___ DATA EXCERPTS ___

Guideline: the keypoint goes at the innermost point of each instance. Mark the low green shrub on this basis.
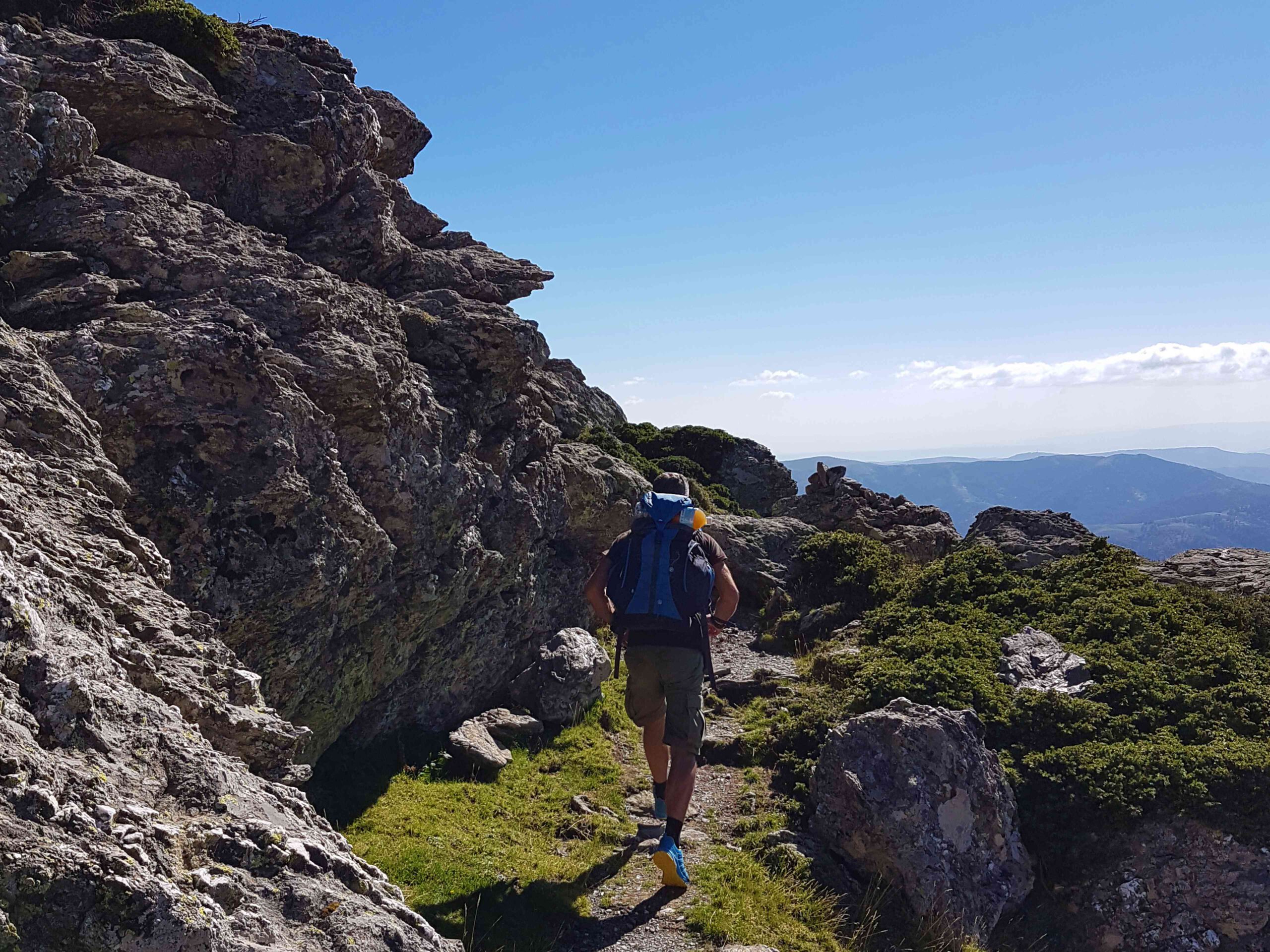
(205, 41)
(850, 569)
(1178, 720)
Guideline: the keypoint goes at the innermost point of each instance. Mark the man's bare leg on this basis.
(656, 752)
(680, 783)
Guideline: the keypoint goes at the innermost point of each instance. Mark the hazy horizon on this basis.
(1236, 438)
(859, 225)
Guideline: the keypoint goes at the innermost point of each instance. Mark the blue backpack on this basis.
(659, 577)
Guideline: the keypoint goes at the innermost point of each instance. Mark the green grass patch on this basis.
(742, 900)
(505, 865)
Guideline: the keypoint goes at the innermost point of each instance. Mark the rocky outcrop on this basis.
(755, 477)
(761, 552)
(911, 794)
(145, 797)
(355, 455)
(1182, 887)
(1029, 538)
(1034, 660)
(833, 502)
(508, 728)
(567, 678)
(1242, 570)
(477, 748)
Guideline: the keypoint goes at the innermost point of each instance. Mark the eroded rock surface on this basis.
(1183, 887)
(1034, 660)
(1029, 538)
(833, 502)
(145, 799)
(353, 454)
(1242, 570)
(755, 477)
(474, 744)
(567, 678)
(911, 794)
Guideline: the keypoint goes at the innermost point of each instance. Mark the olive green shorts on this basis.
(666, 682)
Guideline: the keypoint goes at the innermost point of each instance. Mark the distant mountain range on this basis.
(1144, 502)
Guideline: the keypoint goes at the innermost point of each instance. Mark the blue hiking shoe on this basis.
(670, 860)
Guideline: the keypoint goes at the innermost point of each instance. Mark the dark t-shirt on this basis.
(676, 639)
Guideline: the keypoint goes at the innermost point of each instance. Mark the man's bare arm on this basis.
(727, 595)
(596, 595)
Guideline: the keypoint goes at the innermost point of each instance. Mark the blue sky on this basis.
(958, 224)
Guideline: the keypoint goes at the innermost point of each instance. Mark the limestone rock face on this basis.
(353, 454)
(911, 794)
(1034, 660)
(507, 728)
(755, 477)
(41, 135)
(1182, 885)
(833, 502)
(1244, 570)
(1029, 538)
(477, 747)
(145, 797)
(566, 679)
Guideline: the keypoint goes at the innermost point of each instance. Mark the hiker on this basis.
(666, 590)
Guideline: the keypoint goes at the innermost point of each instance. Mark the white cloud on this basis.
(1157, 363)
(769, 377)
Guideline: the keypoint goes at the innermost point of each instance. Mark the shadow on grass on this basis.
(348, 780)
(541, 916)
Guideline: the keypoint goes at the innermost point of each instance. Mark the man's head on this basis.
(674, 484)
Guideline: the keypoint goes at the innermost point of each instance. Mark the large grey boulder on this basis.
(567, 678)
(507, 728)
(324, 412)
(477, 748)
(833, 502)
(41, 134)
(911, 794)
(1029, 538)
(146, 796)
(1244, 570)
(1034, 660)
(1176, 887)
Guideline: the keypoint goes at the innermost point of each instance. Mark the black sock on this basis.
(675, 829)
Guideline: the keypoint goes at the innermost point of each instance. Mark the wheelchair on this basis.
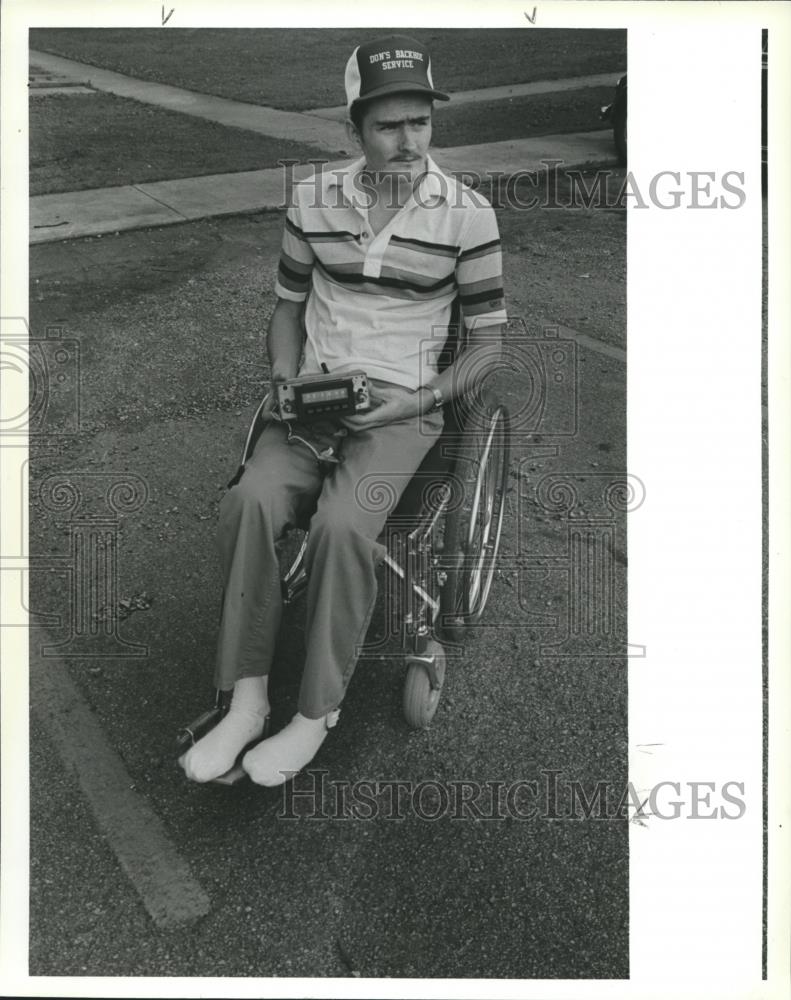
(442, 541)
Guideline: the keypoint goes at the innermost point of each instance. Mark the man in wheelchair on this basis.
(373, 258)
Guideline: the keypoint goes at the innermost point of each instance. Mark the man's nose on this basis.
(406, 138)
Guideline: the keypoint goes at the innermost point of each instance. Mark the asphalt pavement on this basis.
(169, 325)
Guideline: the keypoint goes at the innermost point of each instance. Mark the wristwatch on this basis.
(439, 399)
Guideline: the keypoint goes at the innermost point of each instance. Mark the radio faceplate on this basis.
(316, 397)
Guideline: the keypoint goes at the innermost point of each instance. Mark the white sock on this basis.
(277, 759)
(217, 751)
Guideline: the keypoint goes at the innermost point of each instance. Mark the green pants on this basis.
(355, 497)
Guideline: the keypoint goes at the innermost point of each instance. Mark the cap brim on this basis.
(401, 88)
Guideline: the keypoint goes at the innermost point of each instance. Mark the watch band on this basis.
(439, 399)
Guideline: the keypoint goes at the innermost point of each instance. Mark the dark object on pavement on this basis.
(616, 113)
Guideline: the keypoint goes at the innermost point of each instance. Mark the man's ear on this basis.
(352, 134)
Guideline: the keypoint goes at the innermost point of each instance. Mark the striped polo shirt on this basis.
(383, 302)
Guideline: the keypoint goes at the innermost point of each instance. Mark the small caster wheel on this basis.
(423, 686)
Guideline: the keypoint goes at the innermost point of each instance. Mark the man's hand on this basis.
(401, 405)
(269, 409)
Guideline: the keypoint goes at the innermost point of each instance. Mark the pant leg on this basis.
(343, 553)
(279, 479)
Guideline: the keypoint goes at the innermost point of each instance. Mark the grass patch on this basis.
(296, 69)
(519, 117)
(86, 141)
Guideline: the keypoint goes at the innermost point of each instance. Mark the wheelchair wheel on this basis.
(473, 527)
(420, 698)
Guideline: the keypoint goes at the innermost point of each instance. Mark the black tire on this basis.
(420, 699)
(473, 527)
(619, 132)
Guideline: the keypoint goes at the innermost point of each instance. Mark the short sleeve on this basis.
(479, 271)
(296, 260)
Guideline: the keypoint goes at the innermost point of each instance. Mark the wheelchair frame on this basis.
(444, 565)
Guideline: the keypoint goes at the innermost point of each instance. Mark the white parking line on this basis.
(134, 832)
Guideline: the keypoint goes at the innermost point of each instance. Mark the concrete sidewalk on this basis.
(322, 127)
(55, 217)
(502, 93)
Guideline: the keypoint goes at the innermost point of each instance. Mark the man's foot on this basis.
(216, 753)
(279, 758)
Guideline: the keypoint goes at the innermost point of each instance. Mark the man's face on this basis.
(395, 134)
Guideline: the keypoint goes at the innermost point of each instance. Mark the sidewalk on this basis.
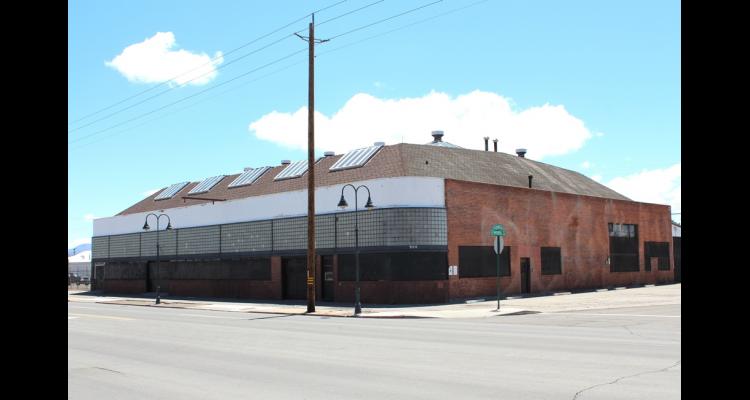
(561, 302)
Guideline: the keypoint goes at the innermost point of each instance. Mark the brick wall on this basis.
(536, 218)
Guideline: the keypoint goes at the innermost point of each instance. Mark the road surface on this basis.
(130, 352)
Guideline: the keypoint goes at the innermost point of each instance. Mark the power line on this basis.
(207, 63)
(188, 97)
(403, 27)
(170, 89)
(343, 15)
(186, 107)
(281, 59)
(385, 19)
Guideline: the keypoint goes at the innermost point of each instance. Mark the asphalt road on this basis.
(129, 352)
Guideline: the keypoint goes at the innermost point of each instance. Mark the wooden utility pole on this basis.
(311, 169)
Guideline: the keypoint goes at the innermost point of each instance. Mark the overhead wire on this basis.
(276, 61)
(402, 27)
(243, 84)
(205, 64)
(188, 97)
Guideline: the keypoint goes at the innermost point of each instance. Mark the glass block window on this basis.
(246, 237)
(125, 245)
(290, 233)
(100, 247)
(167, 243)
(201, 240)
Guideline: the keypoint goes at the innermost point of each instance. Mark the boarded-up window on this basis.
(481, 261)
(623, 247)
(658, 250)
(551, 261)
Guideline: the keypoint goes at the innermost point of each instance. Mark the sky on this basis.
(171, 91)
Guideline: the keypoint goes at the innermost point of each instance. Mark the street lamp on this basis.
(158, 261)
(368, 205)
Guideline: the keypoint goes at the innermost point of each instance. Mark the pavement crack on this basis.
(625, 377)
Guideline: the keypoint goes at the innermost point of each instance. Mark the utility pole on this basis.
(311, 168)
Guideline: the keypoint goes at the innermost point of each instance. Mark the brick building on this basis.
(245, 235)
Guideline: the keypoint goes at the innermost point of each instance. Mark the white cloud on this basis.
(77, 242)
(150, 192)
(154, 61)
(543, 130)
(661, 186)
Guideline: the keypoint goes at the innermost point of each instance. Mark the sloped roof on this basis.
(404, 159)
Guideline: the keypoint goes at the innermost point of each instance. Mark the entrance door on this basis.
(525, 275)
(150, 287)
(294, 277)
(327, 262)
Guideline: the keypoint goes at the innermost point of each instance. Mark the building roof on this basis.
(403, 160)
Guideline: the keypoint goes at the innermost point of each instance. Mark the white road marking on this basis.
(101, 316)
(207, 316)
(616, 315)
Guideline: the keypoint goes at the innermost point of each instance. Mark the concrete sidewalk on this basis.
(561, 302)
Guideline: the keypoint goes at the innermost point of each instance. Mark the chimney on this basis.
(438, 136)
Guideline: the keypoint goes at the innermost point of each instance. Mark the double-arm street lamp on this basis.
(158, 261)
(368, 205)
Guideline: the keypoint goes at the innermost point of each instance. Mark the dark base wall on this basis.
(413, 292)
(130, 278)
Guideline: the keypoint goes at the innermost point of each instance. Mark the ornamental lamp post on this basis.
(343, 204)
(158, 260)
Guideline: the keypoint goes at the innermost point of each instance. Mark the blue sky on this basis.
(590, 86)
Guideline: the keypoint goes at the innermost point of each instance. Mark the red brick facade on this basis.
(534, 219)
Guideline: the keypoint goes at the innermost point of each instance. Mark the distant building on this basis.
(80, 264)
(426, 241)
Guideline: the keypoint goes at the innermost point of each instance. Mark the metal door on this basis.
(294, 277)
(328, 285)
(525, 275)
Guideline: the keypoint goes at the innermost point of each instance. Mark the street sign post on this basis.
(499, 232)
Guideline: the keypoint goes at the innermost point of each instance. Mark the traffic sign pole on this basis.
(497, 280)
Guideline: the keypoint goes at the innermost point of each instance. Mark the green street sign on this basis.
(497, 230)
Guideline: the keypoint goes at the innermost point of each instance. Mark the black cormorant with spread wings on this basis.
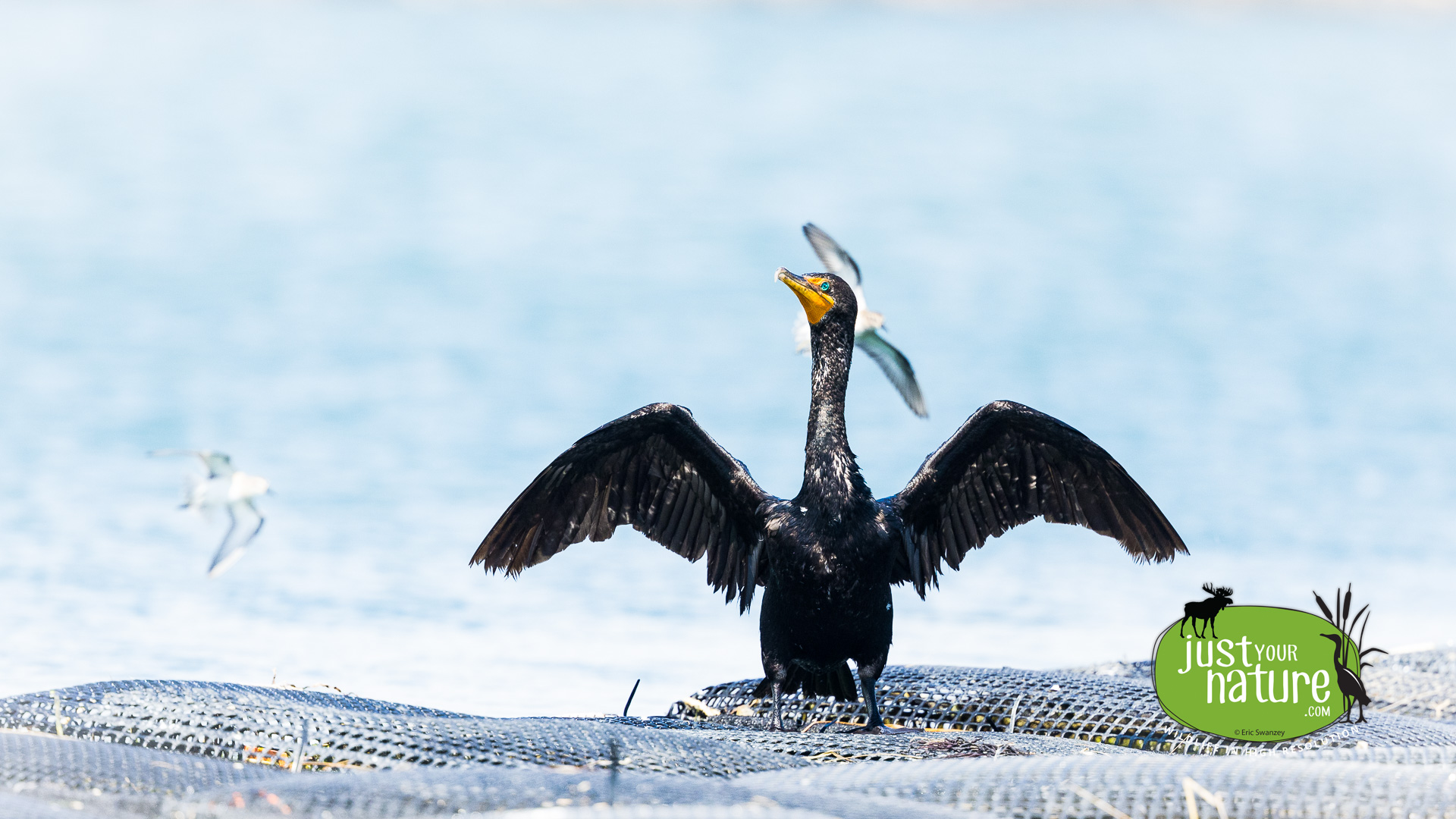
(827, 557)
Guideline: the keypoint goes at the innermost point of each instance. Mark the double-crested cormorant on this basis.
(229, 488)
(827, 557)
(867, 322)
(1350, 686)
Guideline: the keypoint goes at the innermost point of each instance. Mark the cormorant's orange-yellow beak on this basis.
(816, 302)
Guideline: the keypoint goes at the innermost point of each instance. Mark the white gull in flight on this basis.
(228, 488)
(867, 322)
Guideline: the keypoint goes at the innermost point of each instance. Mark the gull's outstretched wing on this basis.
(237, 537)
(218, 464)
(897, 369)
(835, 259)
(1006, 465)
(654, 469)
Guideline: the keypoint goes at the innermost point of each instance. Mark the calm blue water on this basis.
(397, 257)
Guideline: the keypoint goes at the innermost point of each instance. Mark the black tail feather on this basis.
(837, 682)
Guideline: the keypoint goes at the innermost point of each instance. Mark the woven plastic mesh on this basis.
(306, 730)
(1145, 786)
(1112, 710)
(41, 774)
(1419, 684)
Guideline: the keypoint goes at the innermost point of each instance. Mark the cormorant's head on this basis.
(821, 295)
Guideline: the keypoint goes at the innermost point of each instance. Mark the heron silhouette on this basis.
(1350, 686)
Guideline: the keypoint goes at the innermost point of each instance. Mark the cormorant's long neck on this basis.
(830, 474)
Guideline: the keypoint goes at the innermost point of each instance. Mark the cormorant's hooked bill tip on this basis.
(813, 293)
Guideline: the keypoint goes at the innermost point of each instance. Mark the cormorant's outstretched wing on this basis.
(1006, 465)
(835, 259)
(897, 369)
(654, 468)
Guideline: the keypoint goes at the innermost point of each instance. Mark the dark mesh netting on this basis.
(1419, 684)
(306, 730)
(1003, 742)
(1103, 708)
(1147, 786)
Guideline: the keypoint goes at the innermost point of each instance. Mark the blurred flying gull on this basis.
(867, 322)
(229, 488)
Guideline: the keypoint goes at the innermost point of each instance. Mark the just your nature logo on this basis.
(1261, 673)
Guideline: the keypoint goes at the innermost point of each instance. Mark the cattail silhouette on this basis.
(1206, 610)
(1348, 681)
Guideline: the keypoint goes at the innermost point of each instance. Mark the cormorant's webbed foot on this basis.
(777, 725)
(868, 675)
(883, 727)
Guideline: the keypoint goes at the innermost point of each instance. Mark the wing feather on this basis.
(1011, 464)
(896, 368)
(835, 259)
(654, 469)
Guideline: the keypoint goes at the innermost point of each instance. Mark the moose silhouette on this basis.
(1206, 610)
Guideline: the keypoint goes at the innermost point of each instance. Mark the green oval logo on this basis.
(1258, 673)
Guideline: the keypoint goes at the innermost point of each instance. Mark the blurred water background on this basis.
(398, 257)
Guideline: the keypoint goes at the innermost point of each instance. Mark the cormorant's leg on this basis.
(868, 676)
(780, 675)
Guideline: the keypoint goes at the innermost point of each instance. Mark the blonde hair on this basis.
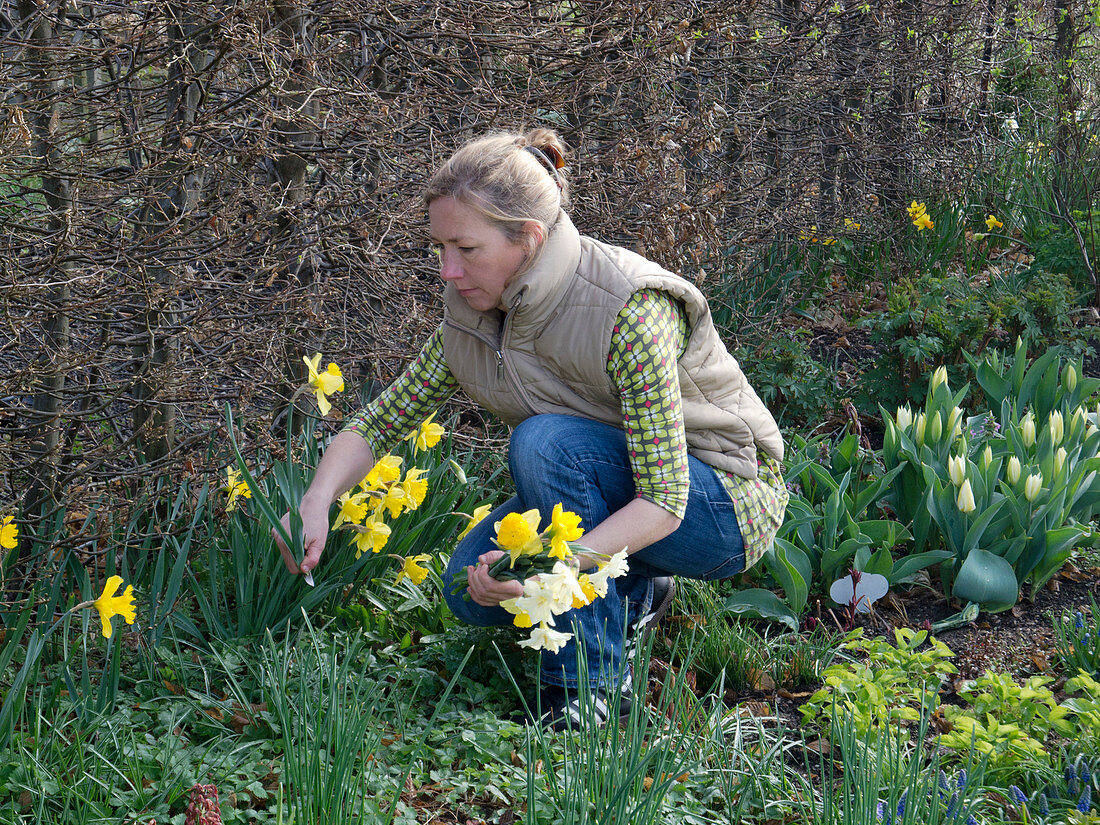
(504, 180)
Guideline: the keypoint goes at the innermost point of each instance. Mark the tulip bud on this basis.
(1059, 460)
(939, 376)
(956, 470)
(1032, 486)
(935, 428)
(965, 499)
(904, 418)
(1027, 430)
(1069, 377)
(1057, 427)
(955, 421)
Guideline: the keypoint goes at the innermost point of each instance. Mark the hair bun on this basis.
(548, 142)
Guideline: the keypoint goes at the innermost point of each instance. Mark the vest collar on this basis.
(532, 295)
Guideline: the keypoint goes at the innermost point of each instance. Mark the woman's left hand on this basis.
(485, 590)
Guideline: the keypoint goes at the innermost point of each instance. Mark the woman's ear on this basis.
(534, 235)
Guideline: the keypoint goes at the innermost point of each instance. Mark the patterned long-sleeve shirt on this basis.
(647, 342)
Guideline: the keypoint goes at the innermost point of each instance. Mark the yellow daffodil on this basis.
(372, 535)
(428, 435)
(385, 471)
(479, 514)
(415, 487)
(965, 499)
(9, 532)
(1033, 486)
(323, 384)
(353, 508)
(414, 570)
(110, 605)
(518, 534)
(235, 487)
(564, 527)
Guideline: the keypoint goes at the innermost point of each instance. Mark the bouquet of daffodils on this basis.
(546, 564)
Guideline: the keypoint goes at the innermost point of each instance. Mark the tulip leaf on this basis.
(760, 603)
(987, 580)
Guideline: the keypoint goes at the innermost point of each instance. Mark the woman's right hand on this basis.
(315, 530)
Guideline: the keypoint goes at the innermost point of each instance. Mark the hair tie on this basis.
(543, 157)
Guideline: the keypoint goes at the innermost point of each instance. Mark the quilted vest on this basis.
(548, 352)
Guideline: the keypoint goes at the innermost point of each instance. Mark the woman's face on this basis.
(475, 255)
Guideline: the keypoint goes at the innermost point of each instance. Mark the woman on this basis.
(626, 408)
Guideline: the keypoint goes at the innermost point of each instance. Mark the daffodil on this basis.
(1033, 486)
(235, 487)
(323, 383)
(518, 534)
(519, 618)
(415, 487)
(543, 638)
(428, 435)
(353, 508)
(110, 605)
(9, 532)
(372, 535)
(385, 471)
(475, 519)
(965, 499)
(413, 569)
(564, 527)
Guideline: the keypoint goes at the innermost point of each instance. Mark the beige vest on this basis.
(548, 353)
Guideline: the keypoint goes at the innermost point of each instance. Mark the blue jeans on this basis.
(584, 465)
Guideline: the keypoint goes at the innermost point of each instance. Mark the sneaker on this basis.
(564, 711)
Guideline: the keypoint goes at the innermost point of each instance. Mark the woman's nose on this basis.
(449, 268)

___

● **SET TASK**: Using the records above, please retype only the run of lines from the line holding "woman's face on this basis." through the last line, both ends included.

● **OUTPUT OF THE TASK**:
Guideline: the keypoint goes at the innermost point of each instance. Mark the woman's face on this basis.
(475, 255)
Guideline: the keypoint goes at the innermost point of each instance. Mark the woman on this basis.
(626, 408)
Guideline: the keypoint goes at the innermost point of each instance. Mark the daffodil on this basis.
(1033, 486)
(235, 487)
(323, 383)
(518, 534)
(519, 618)
(415, 487)
(543, 638)
(428, 435)
(353, 508)
(110, 605)
(9, 532)
(372, 535)
(385, 471)
(475, 519)
(965, 499)
(413, 569)
(564, 527)
Guideline: the keypoint goes at the innermost point of each instance. Mark the beige vest on this basis.
(548, 353)
Guideline: the keypoint goes at the innermost point of each instance. Mark the blue jeans on this basis.
(584, 465)
Guideline: the keypoint goes at the innermost point of each instance. Mark the sneaker on this basis.
(564, 711)
Guideline: the keypoint goes at the innermost point of each instance. Mark the woman's nose on this basis.
(449, 268)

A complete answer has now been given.